**PROBLEMS AND TASKS**
#1 Answer these questions from the passage on vulnerability in healthcare ethics:
(a) What does vulnerability usually signify in medical ethics?
(b) Into which three forms can vulnerability be categorized?
(c) For in-house patients, what sets the daily schedule?
#2 Render this sentence from the passage on vulnerability in healthcare ethics into Spanish: "Patients suffer from diseases, which constitutes physical vulnerability, they experience emotional distress, and their situation often comprises cognitive uncertainty."
#3 Write the next part of the passage on vulnerability in healthcare ethics, picking up after its final sentence.

**EXTRACT PROVIDED**
——————
Philosophical accounts of vulnerability can help to make the concept of vulnerability suitable for healthcare ethics as a whole. They come with a price, though. While the ethical role of vulnerability in medical ethics usually is to signify states of affairs that are to be diminished or overcome, philosophical accounts introduce forms of vulnerability that are regarded as valuable. Further analyzing and systematizing forms and degrees of vulnerability thus comprises the task to distinguish between amounts and types of vulnerability that can count as valuable, and amounts and types of vulnerability that are to be alleviated.

Background

Vulnerability is an all-pervasive phenomenon in healthcare. Some patients’ lives depend on highly technologized care, others are confronted with severe diagnoses and a prospect of a future life with chronic disease, still others face therapies that promise cure but may cause serious adverse effects as well. And all of them, if they are in-house patients, have to adjust to an unknown and anonymous hospital environment and a daily schedule that is not set by themselves, but the healthcare team and organizational and institutional demands. The vulnerability of these patients and its different forms and levels, influences their actions, emotions, thoughts, and convictions, and it influences the actions and reactions of healthcare professionals. If one makes use of a categorization of vulnerability into physical, emotional, and cognitive, it can be argued that all these forms are found in healthcare. Patients suffer from diseases, which constitutes physical vulnerability, they experience emotional distress, and their situation often comprises cognitive uncertainty.
——————
Referring expression pointing data:
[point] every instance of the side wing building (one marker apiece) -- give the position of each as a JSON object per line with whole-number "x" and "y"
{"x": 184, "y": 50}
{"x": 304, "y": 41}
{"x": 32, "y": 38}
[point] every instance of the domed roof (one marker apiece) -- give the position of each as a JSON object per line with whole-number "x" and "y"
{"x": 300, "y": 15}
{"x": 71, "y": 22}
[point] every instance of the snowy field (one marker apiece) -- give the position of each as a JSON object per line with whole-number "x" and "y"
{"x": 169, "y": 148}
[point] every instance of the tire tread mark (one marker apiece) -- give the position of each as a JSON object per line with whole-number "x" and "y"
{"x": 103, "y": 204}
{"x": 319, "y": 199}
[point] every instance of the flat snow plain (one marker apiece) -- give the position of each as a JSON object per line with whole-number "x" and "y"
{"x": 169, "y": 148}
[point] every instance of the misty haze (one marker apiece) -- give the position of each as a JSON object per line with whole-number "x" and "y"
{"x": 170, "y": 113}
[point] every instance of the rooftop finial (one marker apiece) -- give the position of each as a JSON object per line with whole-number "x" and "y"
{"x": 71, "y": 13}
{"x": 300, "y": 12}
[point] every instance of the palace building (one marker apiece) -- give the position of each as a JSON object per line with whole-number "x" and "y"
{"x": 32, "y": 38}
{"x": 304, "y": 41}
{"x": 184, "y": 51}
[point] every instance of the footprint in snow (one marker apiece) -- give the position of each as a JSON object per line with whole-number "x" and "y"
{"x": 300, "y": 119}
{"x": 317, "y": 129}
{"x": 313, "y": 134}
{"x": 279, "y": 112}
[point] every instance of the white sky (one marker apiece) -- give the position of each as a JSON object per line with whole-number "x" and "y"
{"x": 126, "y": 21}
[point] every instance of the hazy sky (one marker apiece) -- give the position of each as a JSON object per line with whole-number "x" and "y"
——————
**TASK-BY-TASK RESULTS**
#1
(a) States of affairs that are to be diminished or overcome.
(b) Physical, emotional, and cognitive.
(c) The healthcare team and organizational and institutional demands.

#2 Los pacientes padecen enfermedades, lo que constituye una vulnerabilidad física; experimentan angustia emocional, y su situación a menudo comprende incertidumbre cognitiva.

#3
To address vulnerability, its forms, and its ethical significance, then, is to address one of the most central characteristics of providing and receiving care in healthcare. Given this observation, it must come as a surprise that the concept of vulnerability does not play a major role in medical ethics. It has found its main niche in medical research ethics where it is used to denote specific individuals or groups of individuals who share features that put them at an elevated risk of being swayed into consenting to take part in research. These groups and individuals thus need extra protection and assistance.

In the following, it is argued that the concept of vulnerability could enrich medical ethics beyond its application in clinical research ethics. Some approaches in medical ethics attempt to do just this, and they deserve renewed attention and further elaboration. These attempts have to meet two main conditions. Firstly, starting from the concept of vulnerability as it used in research ethics, a more detailed characterization and systematization of the different realms of human abilities and the various ways in which these realms contain vulnerability is to be established. Secondly, at the same time, the sought-after concept of vulnerability should avoid picturing the relation between healthcare recipient and provider as a relation between a dependent and needy individual, on the one hand, and another individual capable of providing all the help necessary, on the other hand. An adequate concept of vulnerability should enable one to understand when and in which respects care providers may be vulnerable as well.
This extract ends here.